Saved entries
──────────

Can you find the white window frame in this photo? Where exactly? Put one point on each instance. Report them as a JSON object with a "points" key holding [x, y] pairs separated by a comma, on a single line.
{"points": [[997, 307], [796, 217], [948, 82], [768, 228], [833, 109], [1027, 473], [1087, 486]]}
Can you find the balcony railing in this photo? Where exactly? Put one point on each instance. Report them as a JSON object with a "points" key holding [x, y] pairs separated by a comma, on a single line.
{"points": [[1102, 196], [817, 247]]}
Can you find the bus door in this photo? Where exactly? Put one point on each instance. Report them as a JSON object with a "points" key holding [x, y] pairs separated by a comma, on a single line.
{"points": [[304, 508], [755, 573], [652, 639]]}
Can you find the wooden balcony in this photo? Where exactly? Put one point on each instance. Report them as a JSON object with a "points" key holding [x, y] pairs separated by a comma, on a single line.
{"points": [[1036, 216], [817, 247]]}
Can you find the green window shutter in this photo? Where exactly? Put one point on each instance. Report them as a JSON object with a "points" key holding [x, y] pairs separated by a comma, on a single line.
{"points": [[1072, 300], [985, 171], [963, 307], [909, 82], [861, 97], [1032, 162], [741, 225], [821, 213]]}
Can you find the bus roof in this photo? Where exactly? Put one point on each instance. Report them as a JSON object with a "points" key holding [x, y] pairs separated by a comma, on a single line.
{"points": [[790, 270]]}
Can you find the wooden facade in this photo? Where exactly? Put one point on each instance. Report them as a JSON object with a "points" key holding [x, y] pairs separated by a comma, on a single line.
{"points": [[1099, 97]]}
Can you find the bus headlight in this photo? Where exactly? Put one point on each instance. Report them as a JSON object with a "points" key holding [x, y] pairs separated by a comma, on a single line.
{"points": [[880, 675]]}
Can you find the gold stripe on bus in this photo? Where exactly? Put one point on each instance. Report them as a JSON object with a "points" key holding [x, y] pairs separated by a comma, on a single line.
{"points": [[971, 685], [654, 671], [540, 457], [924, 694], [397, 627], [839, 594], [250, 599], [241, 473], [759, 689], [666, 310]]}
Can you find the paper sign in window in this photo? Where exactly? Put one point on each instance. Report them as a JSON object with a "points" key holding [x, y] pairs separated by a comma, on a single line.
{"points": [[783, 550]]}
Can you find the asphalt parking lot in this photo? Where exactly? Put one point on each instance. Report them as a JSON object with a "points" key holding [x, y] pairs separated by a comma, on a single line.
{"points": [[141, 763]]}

──────────

Short problem
Return every one of the saved entries above verbatim, keeping their original order and making no changes of any kind.

Answer to this problem
Can you find the white window frame in this photo? Where exactly? Put one point on each instance. Report them as a JSON object with a "points" key holding [x, y] pairs separated by a comma, on a single line.
{"points": [[997, 307], [796, 217], [948, 82], [768, 228], [833, 109], [1027, 473], [1087, 486]]}
Can you find the balcony railing in this photo? Where exactly? Put one point on each instance. Report them as a JSON object with a "points" key holding [x, y] pairs separated by a comma, on a single line.
{"points": [[1102, 196], [817, 247]]}
Can you find the bus door in this photo? Where exactly? Put one point on each instance. Report them as a JSON object with a "points" key holding [x, y] pairs separated by a comma, on a single line.
{"points": [[304, 508], [755, 573], [652, 639]]}
Can you find the wooden balcony in this photo? Where exactly? Put one point on each instance. Report them as a JSON object with a "points" key holding [x, y] pairs separated by a comma, on a single line.
{"points": [[1036, 216], [817, 247]]}
Can you find the green window shutter in this photo? Where exactly? Put one point on each instance. Report them as a JSON object with a "points" key holding [x, y] pairs separated by a comma, on a single line.
{"points": [[1072, 300], [985, 171], [963, 307], [909, 82], [861, 97], [1032, 162], [741, 225], [821, 213]]}
Can you find the bus roof in this photo? Where exactly? Put one point on each instance. Report them as a JSON object with a "points" key holding [x, y] pairs separated by a comma, on a single line.
{"points": [[790, 270]]}
Can you find the wooden facade in this photo? Where exactly? Put one point on each instance. Report them as a JSON object with a "points" key holding [x, y] pairs separated by a comma, on a single line.
{"points": [[1099, 97]]}
Can you find the bus headlight in this photo? Where exactly? Put one point on each instance. Report them as a JSON object with a "points" key holding [x, y] pairs separated by a comma, on a single line.
{"points": [[880, 675]]}
Can you find the gold stripe on bus in this photo? Where exactly? Put one point on each instance. Report them as a JSON object with a "points" key holding [x, y] pairs separated by a comma, on a single line.
{"points": [[971, 685], [654, 671], [540, 457], [924, 694], [397, 627], [839, 594], [250, 599], [241, 473], [759, 689], [666, 310]]}
Can you find the paper sign in window in this photo? Where exactly? Put one point on each instance. Report them as a JSON object with a "points" key holding [x, y] pairs separated by a comma, on a single line.
{"points": [[783, 550]]}
Can you find the asphalt parking lot in this photo? Where exactly? Put one point on each instance. Report them as a JSON object with a "points" key holding [x, y] pairs separated by a comma, on a single line.
{"points": [[141, 763]]}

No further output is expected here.